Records
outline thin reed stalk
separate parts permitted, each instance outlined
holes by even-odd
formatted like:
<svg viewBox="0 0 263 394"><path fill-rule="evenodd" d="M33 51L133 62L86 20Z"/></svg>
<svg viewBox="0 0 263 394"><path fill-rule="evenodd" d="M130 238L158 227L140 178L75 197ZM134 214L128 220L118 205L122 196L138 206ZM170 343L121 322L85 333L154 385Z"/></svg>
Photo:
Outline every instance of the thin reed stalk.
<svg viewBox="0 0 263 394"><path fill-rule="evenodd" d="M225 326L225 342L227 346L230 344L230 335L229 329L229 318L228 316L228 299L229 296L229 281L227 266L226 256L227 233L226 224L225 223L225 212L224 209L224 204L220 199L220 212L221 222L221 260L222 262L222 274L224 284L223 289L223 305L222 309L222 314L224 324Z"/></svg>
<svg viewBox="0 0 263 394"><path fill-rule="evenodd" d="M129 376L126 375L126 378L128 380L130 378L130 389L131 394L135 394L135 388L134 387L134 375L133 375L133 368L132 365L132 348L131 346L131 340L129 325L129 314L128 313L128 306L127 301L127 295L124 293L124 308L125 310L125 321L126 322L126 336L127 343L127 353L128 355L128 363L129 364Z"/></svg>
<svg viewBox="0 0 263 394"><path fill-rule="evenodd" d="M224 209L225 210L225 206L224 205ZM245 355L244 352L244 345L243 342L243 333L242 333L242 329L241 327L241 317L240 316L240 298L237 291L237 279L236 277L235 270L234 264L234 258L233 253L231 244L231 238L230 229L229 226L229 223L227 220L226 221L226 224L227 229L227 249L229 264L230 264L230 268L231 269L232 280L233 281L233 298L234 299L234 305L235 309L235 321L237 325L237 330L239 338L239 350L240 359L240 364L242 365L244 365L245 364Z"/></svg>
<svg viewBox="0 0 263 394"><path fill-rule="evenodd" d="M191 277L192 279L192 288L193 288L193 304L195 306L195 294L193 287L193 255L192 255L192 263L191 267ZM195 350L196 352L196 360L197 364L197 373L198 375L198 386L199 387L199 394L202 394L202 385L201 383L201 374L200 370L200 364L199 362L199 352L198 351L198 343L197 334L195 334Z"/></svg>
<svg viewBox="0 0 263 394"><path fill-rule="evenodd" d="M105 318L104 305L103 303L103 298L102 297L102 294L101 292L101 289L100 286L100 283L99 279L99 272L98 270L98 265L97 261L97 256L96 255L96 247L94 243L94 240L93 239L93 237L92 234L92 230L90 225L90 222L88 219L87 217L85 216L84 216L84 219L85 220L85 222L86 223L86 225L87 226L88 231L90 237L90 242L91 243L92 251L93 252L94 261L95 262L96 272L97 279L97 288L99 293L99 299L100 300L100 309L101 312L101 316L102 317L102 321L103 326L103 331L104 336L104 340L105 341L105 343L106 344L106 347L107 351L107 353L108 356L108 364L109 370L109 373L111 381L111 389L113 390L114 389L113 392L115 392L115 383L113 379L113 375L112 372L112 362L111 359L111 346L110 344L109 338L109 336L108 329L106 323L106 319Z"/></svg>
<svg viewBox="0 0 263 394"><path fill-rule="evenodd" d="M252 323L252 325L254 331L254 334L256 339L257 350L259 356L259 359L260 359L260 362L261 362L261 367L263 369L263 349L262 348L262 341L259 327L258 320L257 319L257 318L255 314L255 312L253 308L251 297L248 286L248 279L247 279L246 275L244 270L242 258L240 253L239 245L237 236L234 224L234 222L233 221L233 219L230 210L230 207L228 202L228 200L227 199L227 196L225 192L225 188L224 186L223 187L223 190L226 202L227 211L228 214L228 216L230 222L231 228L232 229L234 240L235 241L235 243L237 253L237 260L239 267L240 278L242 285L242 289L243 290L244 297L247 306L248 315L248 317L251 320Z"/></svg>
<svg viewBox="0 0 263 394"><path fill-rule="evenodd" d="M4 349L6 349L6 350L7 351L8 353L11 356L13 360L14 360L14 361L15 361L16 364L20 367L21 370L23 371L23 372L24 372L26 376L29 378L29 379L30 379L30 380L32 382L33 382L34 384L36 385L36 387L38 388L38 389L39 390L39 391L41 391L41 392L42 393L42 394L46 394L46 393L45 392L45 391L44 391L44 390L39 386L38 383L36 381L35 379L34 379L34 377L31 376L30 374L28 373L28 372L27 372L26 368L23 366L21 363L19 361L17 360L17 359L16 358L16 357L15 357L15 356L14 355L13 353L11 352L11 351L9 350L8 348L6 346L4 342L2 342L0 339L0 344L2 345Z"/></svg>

### [WHAT THIS TASK INVOLVES]
Copy the items above verbatim, from the first line up to and including the line containing "Outline every instance".

### [RESPONSE TO THE EXERCISE]
outline thin reed stalk
separate parts permitted, each instance outlined
holes by even-odd
formatted like:
<svg viewBox="0 0 263 394"><path fill-rule="evenodd" d="M33 51L133 62L86 20Z"/></svg>
<svg viewBox="0 0 263 394"><path fill-rule="evenodd" d="M130 238L158 227L140 178L75 197ZM134 214L128 220L118 205L122 196L138 206ZM170 343L121 322L85 333L154 385Z"/></svg>
Photo:
Outline every instance of the thin reed stalk.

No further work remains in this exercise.